TO DO> Extract each line in the items below that contains the word "order". Treat the match as case-sensitive.
#### DATA LISTING
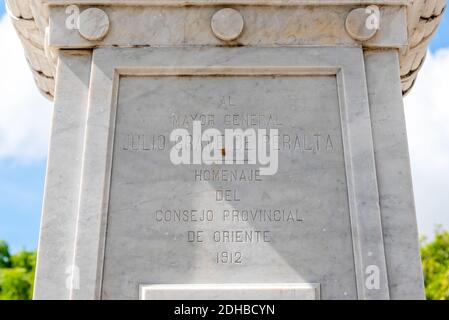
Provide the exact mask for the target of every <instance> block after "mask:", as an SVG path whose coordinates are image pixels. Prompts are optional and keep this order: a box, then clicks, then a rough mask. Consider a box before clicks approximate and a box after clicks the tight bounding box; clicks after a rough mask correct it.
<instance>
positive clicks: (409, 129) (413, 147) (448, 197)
mask: <svg viewBox="0 0 449 320" xmlns="http://www.w3.org/2000/svg"><path fill="white" fill-rule="evenodd" d="M405 113H406V120H407V132H408V140H409V146H410V158H411V164H412V175H413V185H414V191H415V202H416V209H417V216H418V225H419V231H420V233H421V234H425V235H427V236H432V235H433V230H434V227H435V225H437V224H442V225H443V226H444V228H445V229H447V230H449V48H445V49H440V50H439V51H437V52H436V53H435V54H430V53H429V54H428V56H427V60H426V62H425V64H424V66H423V68H422V70H421V71H420V73H419V75H418V80H417V82H416V85H415V87H414V88H413V89H412V92H411V93H410V95H409V96H407V97H406V99H405Z"/></svg>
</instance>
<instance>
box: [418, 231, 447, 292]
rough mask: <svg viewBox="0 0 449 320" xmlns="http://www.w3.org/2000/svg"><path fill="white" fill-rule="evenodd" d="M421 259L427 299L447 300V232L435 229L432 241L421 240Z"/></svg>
mask: <svg viewBox="0 0 449 320" xmlns="http://www.w3.org/2000/svg"><path fill="white" fill-rule="evenodd" d="M421 258H422V264H423V272H424V284H425V287H426V297H427V299H429V300H449V232H448V231H442V230H441V228H437V230H436V232H435V239H434V240H432V241H431V242H428V243H427V242H426V239H423V240H422V245H421Z"/></svg>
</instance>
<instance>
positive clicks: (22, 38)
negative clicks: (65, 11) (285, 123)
mask: <svg viewBox="0 0 449 320" xmlns="http://www.w3.org/2000/svg"><path fill="white" fill-rule="evenodd" d="M6 3H7V7H8V11H9V14H10V16H11V17H12V19H13V23H14V26H15V28H16V30H17V32H18V34H19V36H20V38H21V40H22V43H23V45H24V49H25V53H26V56H27V60H28V62H29V64H30V67H31V69H32V71H33V74H34V76H35V79H36V82H37V84H38V87H39V88H40V89H41V91H42V92H43V93H44V94H45V95H46V96H48V97H50V98H51V97H52V96H53V94H54V74H55V66H56V59H55V55H54V54H52V52H53V50H54V49H57V48H58V47H60V48H63V47H65V44H64V43H58V42H57V41H56V40H57V37H54V36H55V35H53V38H52V39H51V41H53V42H54V43H52V45H54V44H57V45H56V46H53V47H51V46H48V45H47V44H48V43H49V42H51V41H50V39H48V33H49V32H50V31H49V28H48V25H49V23H48V12H49V11H48V9H49V8H52V7H55V6H56V7H58V6H66V5H69V4H78V5H80V6H94V5H98V6H105V5H108V6H109V7H110V6H117V7H123V6H127V7H133V6H148V7H157V6H165V7H167V6H170V7H182V6H186V7H191V6H203V7H204V6H225V5H229V6H231V5H240V6H312V5H313V6H322V7H324V6H340V5H341V6H353V7H357V6H367V5H371V4H375V5H379V6H382V7H386V6H397V7H405V8H406V13H407V16H406V19H407V30H406V32H405V34H406V39H405V41H404V43H401V42H402V40H401V38H400V37H399V38H398V37H397V38H396V39H389V38H388V36H387V34H385V36H383V38H382V41H383V42H382V41H380V40H379V41H377V42H376V41H371V42H367V43H365V44H364V46H368V47H369V48H370V47H373V48H382V47H387V48H388V47H390V48H391V47H394V48H398V49H400V52H401V76H402V88H403V92H404V94H406V93H407V92H408V91H409V90H410V89H411V87H412V86H413V84H414V82H415V80H416V77H417V74H418V71H419V69H420V67H421V66H422V64H423V61H424V59H425V55H426V52H427V46H428V44H429V42H430V39H431V37H432V35H433V34H434V32H435V30H436V29H437V26H438V24H439V22H440V20H441V17H442V15H443V11H444V8H445V6H446V0H433V1H428V0H414V1H411V0H359V1H356V0H72V1H71V0H6ZM393 20H394V19H393ZM393 20H392V21H393ZM46 33H47V40H45V39H46ZM64 36H65V35H64V34H61V39H64ZM378 38H380V37H378ZM117 39H118V37H116V38H113V40H111V41H112V42H107V41H106V42H105V43H104V45H106V46H107V45H116V44H115V43H114V42H116V41H118V40H117ZM70 40H72V38H70ZM144 40H146V39H145V38H142V39H140V40H139V39H138V41H144ZM343 40H344V41H343V42H342V43H341V45H351V43H350V42H349V40H348V39H346V40H345V39H343ZM46 41H47V44H46ZM138 41H137V42H136V45H142V43H139V42H138ZM201 41H203V40H201ZM247 41H248V45H251V39H247ZM199 44H202V43H201V42H200V43H199ZM306 44H311V45H315V43H306ZM331 44H332V43H331ZM98 45H100V46H101V43H100V44H99V43H95V44H93V45H90V44H85V43H83V42H82V41H78V42H77V41H75V46H74V47H71V48H73V49H76V48H77V46H79V48H89V47H95V46H98ZM118 45H123V44H122V43H119V44H118ZM212 45H214V44H213V43H212ZM281 45H282V43H281Z"/></svg>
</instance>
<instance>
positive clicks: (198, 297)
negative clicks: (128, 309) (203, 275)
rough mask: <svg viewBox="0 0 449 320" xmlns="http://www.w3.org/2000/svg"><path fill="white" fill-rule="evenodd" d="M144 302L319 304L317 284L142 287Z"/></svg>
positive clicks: (319, 296)
mask: <svg viewBox="0 0 449 320" xmlns="http://www.w3.org/2000/svg"><path fill="white" fill-rule="evenodd" d="M140 299H141V300H319V299H320V285H319V284H317V283H291V284H285V283H273V284H248V283H246V284H186V285H182V284H168V285H158V284H155V285H141V286H140Z"/></svg>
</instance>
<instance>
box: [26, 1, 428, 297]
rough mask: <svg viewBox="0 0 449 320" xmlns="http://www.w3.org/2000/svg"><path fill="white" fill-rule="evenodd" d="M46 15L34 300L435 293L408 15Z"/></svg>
mask: <svg viewBox="0 0 449 320" xmlns="http://www.w3.org/2000/svg"><path fill="white" fill-rule="evenodd" d="M46 3H47V4H48V11H47V13H48V17H49V25H48V28H47V31H46V32H47V33H46V36H47V46H46V48H47V52H48V54H49V55H50V56H52V57H53V58H54V59H57V60H58V68H57V76H56V80H57V85H56V91H55V110H54V119H53V128H52V137H51V146H50V153H49V159H48V172H47V180H46V191H45V201H44V209H43V218H42V226H41V239H40V245H39V259H38V267H37V278H36V291H35V298H36V299H139V298H140V299H220V298H224V299H227V298H237V299H421V298H423V281H422V273H421V266H420V257H419V246H418V234H417V228H416V220H415V212H414V204H413V192H412V183H411V176H410V166H409V158H408V150H407V137H406V128H405V123H404V114H403V104H402V90H401V78H400V75H401V73H400V63H399V57H400V56H401V55H402V54H403V53H404V51H405V50H406V49H407V46H408V42H409V39H408V30H407V28H408V26H407V5H408V1H405V0H404V1H402V0H383V1H380V0H379V1H349V0H347V1H330V0H329V1H324V0H319V1H301V0H291V1H264V0H253V1H250V0H228V1H212V0H210V1H206V0H191V1H188V2H187V1H181V0H172V1H168V0H166V1H164V0H161V1H149V0H148V1H120V0H116V1H114V0H109V1H106V0H105V1H100V0H97V1H56V0H51V1H46ZM68 5H75V7H71V8H68ZM74 21H75V23H73V22H74ZM239 130H240V131H239ZM239 132H240V133H243V134H244V135H245V137H246V138H245V141H246V142H245V143H242V144H239V142H238V139H235V140H234V139H232V136H231V139H229V140H226V139H227V138H228V137H229V135H232V134H233V135H235V136H238V133H239ZM195 137H197V138H198V137H199V138H198V139H199V140H198V141H197V140H195ZM237 138H238V137H237ZM229 141H232V143H233V144H232V145H229V144H227V142H229ZM253 142H254V143H253ZM239 146H241V147H242V148H241V149H239ZM208 148H209V149H208ZM240 151H242V152H241V153H240ZM240 155H242V157H241V158H240Z"/></svg>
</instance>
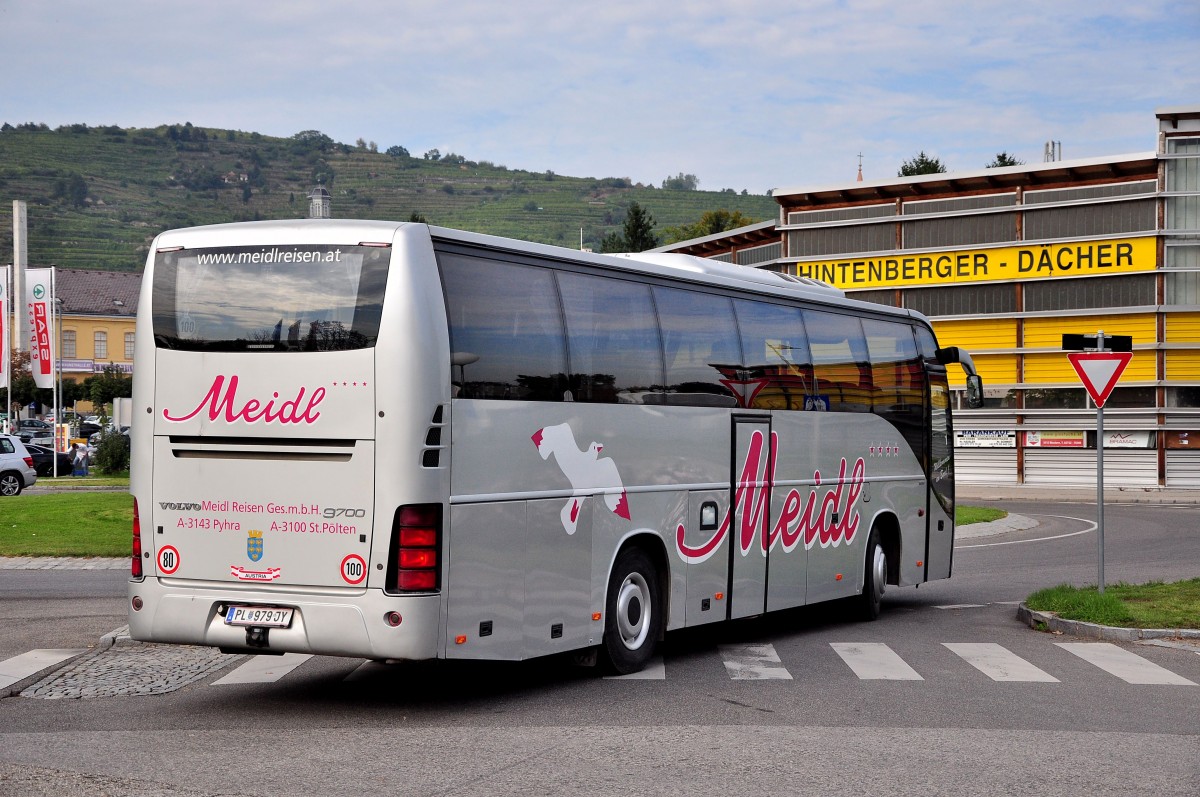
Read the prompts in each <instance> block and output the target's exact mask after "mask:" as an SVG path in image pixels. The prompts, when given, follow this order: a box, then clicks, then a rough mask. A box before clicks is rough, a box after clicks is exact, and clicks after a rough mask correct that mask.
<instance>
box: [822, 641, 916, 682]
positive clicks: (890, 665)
mask: <svg viewBox="0 0 1200 797" xmlns="http://www.w3.org/2000/svg"><path fill="white" fill-rule="evenodd" d="M829 647H832V648H833V649H834V651H835V652H836V653H838V655H840V657H841V660H842V661H845V663H846V664H847V665H848V666H850V669H851V670H853V671H854V675H857V676H858V677H859V679H862V681H924V678H922V677H920V675H919V673H918V672H917V671H916V670H913V669H912V667H910V666H908V665H907V664H906V663H905V660H904V659H901V658H900V657H899V655H896V653H895V651H893V649H892V648H889V647H888V646H887V645H884V643H883V642H830V643H829Z"/></svg>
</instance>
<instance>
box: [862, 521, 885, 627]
mask: <svg viewBox="0 0 1200 797" xmlns="http://www.w3.org/2000/svg"><path fill="white" fill-rule="evenodd" d="M887 581H888V555H887V551H884V550H883V543H882V541H880V532H878V529H876V528H872V529H871V537H870V538H868V540H866V564H865V568H864V575H863V592H862V594H860V595H859V597H858V600H859V607H860V609H862V615H863V619H875V618H877V617H878V616H880V607H881V605H882V604H883V588H884V586H886V585H887Z"/></svg>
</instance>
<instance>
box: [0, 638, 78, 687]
mask: <svg viewBox="0 0 1200 797" xmlns="http://www.w3.org/2000/svg"><path fill="white" fill-rule="evenodd" d="M86 652H88V649H86V648H37V649H35V651H25V652H24V653H22V654H20V655H14V657H12V658H11V659H5V660H4V661H0V689H4V688H5V687H11V685H12V684H14V683H17V682H18V681H24V679H25V678H28V677H29V676H31V675H35V673H37V672H41V671H42V670H44V669H47V667H53V666H54V665H55V664H59V663H60V661H66V660H67V659H70V658H71V657H73V655H79V654H80V653H86Z"/></svg>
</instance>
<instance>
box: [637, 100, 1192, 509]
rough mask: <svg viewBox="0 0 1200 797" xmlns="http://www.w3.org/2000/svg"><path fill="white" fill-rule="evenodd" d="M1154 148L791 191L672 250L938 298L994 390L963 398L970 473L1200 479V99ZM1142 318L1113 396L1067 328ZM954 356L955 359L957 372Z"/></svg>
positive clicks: (1177, 109) (946, 317)
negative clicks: (1099, 451) (1081, 362)
mask: <svg viewBox="0 0 1200 797" xmlns="http://www.w3.org/2000/svg"><path fill="white" fill-rule="evenodd" d="M1157 122H1158V131H1157V132H1158V136H1157V140H1156V146H1154V150H1153V151H1150V152H1145V154H1136V155H1128V156H1117V157H1103V158H1088V160H1079V161H1052V162H1046V163H1039V164H1033V166H1014V167H1002V168H992V169H983V170H979V172H970V173H942V174H930V175H920V176H912V178H895V179H892V180H883V181H876V182H848V184H846V185H842V186H832V187H822V188H805V187H800V188H785V190H779V191H775V192H774V196H775V199H776V200H778V202H779V204H780V215H779V218H778V220H776V221H774V222H769V223H763V224H755V226H752V227H746V228H742V229H739V230H731V232H730V233H724V234H718V235H712V236H708V238H706V239H698V240H694V241H684V242H682V244H676V245H672V246H670V247H662V250H661V251H674V252H686V253H692V254H700V256H702V257H714V258H718V259H722V260H726V262H731V263H737V264H742V265H748V266H754V268H766V269H770V270H776V271H784V272H787V274H792V275H798V276H809V277H815V278H818V280H823V281H826V282H829V283H833V284H835V286H838V287H839V288H842V289H844V290H845V292H846V293H847V295H850V296H851V298H858V299H864V300H868V301H876V302H882V304H889V305H895V306H901V307H910V308H912V310H916V311H919V312H922V313H924V314H925V316H928V317H929V318H930V319H931V320H932V323H934V326H935V330H936V331H937V335H938V340H940V341H941V342H942V344H943V346H959V347H962V348H966V349H967V350H970V352H971V353H972V356H973V358H974V361H976V365H977V366H978V368H979V372H980V374H982V376H983V378H984V384H985V396H986V406H985V408H983V409H967V408H965V407H964V406H962V401H961V395H962V394H961V388H962V386H964V385H962V382H961V374H959V376H958V377H956V378H958V379H959V382H958V384H956V386H958V388H959V389H960V391H959V392H958V396H959V397H958V402H959V403H958V407H956V412H955V433H956V449H958V450H956V460H958V468H959V473H958V478H959V479H960V480H962V481H968V483H970V481H974V483H983V484H1003V483H1008V484H1032V485H1085V484H1092V485H1094V483H1096V451H1097V445H1099V444H1103V445H1104V447H1105V457H1104V462H1105V473H1106V477H1105V483H1106V485H1108V486H1124V487H1130V489H1139V487H1141V489H1150V487H1200V450H1196V449H1200V106H1192V107H1181V108H1165V109H1160V110H1159V112H1158V113H1157ZM1098 331H1103V332H1104V334H1105V335H1128V336H1129V337H1132V338H1133V359H1132V361H1130V362H1129V365H1128V366H1127V368H1126V371H1124V373H1123V374H1122V377H1121V379H1120V382H1118V383H1117V386H1116V389H1115V390H1114V392H1112V396H1111V397H1110V399H1109V401H1108V402H1106V405H1105V436H1104V439H1103V441H1097V439H1096V407H1094V405H1093V403H1092V402H1091V400H1090V397H1088V395H1087V392H1086V390H1085V389H1084V386H1082V384H1081V382H1080V379H1079V377H1078V374H1076V373H1075V371H1074V368H1073V367H1072V365H1070V362H1069V360H1068V359H1067V356H1066V352H1064V350H1063V346H1062V336H1063V334H1084V335H1094V334H1097V332H1098ZM953 376H954V374H952V377H953Z"/></svg>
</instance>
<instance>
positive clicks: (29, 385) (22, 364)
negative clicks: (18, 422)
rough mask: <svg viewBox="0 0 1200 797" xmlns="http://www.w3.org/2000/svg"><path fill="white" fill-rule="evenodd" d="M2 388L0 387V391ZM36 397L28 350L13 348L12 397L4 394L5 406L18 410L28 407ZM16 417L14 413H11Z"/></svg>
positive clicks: (12, 362)
mask: <svg viewBox="0 0 1200 797" xmlns="http://www.w3.org/2000/svg"><path fill="white" fill-rule="evenodd" d="M2 391H4V388H0V392H2ZM37 397H38V389H37V384H36V383H35V382H34V373H32V372H31V371H30V370H29V352H22V350H19V349H13V352H12V397H11V400H10V397H8V396H7V395H6V396H5V406H11V407H12V409H13V411H14V412H16V411H19V409H22V408H23V407H28V406H29V403H30V402H31V401H34V400H35V399H37ZM13 418H16V415H13Z"/></svg>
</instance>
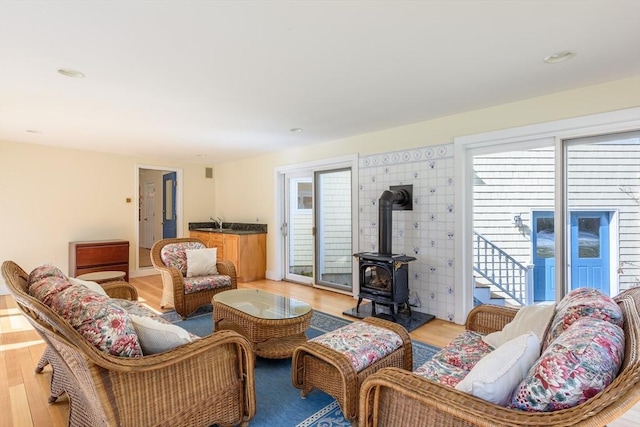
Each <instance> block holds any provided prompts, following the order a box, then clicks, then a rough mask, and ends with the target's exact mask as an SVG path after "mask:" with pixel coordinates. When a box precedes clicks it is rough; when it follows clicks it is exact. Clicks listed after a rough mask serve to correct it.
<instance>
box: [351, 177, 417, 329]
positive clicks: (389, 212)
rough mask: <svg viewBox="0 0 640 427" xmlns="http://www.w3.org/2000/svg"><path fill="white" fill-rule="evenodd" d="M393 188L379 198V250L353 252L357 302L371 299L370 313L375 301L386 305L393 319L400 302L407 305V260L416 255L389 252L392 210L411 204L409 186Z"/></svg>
mask: <svg viewBox="0 0 640 427" xmlns="http://www.w3.org/2000/svg"><path fill="white" fill-rule="evenodd" d="M393 188H394V187H392V188H391V189H390V190H386V191H384V192H383V193H382V196H380V199H379V201H378V249H379V252H360V253H357V254H354V257H356V258H358V260H359V261H358V262H359V270H360V277H359V284H360V293H359V294H358V305H357V306H356V312H359V309H360V304H361V303H362V300H363V299H368V300H370V301H371V307H372V308H371V314H372V315H374V316H375V314H376V303H378V304H382V305H386V306H388V307H389V309H390V311H391V316H392V317H393V318H394V320H395V313H397V311H398V305H399V304H406V307H407V309H408V310H410V308H409V307H410V306H409V303H408V301H409V265H408V264H409V262H411V261H415V259H416V258H414V257H410V256H407V255H404V254H392V253H391V231H392V230H391V224H392V210H393V209H407V206H410V203H411V200H412V199H411V194H410V193H411V190H412V188H411V186H398V187H397V188H396V189H395V190H394V189H393Z"/></svg>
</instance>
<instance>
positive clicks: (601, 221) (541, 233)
mask: <svg viewBox="0 0 640 427" xmlns="http://www.w3.org/2000/svg"><path fill="white" fill-rule="evenodd" d="M532 216H533V224H532V231H531V245H532V248H533V264H534V267H533V282H534V284H533V289H534V301H553V300H555V298H556V296H555V288H556V286H555V267H556V262H555V227H554V218H553V212H550V211H534V212H533V215H532ZM570 216H571V229H570V236H571V240H570V241H571V256H570V263H569V265H570V266H571V289H576V288H585V287H588V288H596V289H598V290H600V291H602V292H603V293H605V294H607V295H608V294H609V289H610V286H609V272H610V266H609V263H610V255H609V246H610V245H609V217H610V215H609V212H603V211H599V212H571V213H570Z"/></svg>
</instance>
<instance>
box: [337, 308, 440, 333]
mask: <svg viewBox="0 0 640 427" xmlns="http://www.w3.org/2000/svg"><path fill="white" fill-rule="evenodd" d="M342 314H344V315H346V316H351V317H355V318H358V319H364V318H365V317H369V316H371V303H365V304H360V309H359V312H356V307H353V308H352V309H349V310H345V311H344V312H343V313H342ZM376 317H379V318H381V319H385V320H389V321H392V322H393V321H394V320H393V318H392V316H391V312H390V310H389V308H388V307H386V306H384V305H381V304H376ZM395 317H396V319H395V323H398V324H400V325H402V326H404V328H405V329H406V330H407V331H409V332H411V331H413V330H414V329H416V328H418V327H420V326H422V325H424V324H425V323H427V322H429V321H430V320H432V319H435V316H434V315H432V314H427V313H421V312H419V311H415V310H411V316H409V315H408V314H407V312H406V310H402V309H400V310H399V313H396V316H395Z"/></svg>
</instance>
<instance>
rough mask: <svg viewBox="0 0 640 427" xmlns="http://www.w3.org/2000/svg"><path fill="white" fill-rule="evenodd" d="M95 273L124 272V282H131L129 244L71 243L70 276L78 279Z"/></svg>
########
WORKED SOLUTION>
Provide the exact mask for the target of every <instance> block after "mask:", as an SVG path whose coordinates are image pixels. Prompts are optional and keep this order: a box, then clicks, then a rough mask. Consider a box before clicks approximate and a box after clicks the tight bounding box; clicks after a rough mask correct it.
Read the prompts in each <instance> block and output the target's exact mask after "mask:" as an SVG path in image pixels. The prompts, when given, follow this order: a box, then clicks, then a rough mask. A box before clicks is rough, a box after clicks is exact, and clicks after a rough mask correct that mask.
Each <instance> block holds any provided prompts, following the order a box, then clicks, then a rough mask, and ends with the target's exact mask as an SVG path after "mask:" with pixel coordinates. When a box precedes clicks it is rough; when it follows clicks it is exact. Clicks listed after a rough mask serve to correct it.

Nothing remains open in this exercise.